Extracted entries
******************************

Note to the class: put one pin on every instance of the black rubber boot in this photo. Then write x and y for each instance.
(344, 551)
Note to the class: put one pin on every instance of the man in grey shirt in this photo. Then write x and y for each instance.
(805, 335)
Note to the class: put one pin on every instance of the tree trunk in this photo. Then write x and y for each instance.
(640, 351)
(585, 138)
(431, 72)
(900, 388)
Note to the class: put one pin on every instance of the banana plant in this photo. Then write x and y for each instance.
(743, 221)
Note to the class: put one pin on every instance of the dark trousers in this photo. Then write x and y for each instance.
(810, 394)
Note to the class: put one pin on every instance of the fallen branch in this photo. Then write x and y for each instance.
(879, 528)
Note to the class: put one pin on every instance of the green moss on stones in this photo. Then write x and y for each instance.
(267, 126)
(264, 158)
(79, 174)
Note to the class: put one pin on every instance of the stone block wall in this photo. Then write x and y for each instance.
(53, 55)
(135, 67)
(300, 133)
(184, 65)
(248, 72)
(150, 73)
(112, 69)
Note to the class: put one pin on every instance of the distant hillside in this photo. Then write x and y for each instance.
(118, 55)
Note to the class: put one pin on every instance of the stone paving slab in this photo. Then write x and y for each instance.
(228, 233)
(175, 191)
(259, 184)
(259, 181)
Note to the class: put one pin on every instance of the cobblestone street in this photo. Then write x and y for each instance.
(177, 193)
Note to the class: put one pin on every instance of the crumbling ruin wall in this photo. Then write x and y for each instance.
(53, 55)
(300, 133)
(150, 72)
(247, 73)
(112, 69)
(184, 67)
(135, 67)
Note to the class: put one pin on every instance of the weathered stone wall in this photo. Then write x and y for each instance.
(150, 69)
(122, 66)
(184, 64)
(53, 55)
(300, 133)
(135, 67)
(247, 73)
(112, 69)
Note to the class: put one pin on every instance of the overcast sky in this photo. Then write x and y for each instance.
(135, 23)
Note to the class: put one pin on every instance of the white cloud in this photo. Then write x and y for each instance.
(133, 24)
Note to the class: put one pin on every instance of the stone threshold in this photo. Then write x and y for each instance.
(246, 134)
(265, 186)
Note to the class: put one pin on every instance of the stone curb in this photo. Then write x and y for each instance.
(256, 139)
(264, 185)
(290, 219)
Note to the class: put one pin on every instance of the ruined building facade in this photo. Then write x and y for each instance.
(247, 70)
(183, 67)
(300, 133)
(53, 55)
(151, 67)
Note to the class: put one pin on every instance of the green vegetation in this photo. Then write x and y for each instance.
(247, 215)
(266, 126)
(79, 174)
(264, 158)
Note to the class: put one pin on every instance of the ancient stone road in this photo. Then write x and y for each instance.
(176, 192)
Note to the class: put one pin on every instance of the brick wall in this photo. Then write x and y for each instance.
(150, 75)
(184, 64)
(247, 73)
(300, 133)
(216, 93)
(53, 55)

******************************

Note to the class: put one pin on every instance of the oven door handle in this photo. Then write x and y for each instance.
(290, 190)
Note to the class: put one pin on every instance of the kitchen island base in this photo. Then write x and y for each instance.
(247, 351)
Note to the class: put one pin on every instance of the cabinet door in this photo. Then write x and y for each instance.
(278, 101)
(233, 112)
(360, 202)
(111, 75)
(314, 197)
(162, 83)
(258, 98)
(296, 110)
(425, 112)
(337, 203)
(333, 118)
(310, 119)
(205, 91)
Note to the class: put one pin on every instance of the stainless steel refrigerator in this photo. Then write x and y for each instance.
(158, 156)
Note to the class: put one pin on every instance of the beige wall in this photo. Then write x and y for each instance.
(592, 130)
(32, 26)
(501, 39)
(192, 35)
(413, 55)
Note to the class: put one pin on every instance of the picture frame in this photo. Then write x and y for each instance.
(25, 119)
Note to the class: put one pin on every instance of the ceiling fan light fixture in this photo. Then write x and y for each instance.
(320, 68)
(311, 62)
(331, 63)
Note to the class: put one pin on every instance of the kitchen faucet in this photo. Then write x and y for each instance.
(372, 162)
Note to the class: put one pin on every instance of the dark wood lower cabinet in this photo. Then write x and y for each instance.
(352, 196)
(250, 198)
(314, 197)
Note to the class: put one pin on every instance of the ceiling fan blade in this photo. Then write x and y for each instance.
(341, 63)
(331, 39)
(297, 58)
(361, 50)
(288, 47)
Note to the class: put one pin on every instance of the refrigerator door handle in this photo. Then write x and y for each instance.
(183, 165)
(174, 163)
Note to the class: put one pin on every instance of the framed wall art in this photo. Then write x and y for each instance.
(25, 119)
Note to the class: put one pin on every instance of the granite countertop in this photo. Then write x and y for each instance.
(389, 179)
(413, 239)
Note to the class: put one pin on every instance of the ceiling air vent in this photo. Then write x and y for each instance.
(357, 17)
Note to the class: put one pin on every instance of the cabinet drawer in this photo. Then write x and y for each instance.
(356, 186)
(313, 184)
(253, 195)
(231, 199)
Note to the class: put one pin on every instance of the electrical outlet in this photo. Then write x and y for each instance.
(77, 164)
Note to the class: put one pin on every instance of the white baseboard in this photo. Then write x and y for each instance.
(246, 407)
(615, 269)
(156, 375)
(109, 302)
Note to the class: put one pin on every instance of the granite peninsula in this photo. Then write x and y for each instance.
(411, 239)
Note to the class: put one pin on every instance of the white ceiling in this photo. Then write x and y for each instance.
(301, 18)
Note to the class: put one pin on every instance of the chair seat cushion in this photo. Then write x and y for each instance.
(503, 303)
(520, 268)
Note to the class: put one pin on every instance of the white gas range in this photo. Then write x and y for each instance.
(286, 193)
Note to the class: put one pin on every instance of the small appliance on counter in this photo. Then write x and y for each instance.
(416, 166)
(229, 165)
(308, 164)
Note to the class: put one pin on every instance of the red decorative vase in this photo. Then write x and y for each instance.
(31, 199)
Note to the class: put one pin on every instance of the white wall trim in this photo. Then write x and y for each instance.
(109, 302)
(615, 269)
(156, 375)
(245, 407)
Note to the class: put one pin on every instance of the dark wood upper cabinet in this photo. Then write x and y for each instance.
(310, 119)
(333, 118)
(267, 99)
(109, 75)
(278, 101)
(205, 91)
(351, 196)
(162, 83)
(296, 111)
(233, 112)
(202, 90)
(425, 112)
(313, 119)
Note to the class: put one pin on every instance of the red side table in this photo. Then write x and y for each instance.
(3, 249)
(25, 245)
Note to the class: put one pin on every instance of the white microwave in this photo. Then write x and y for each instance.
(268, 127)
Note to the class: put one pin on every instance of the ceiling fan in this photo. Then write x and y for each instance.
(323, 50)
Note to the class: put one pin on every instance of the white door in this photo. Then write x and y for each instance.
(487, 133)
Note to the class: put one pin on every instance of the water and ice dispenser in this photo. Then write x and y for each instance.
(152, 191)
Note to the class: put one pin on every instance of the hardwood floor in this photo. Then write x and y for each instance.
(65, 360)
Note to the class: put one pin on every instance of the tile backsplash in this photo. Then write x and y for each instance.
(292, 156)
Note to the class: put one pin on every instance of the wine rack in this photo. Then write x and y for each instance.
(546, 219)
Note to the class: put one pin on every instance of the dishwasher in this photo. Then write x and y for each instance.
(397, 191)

******************************

Aim = Report every line in the entries above that contains the word "refrigerator", copying each such line in full.

Complete answer =
Note to the class: put one pin on every instance of the stainless steel refrigerator in this photo. Then write x and y for each instance.
Note to the class: put one pin on every instance of the refrigerator door handle in this photo. Then write x and y for each instance.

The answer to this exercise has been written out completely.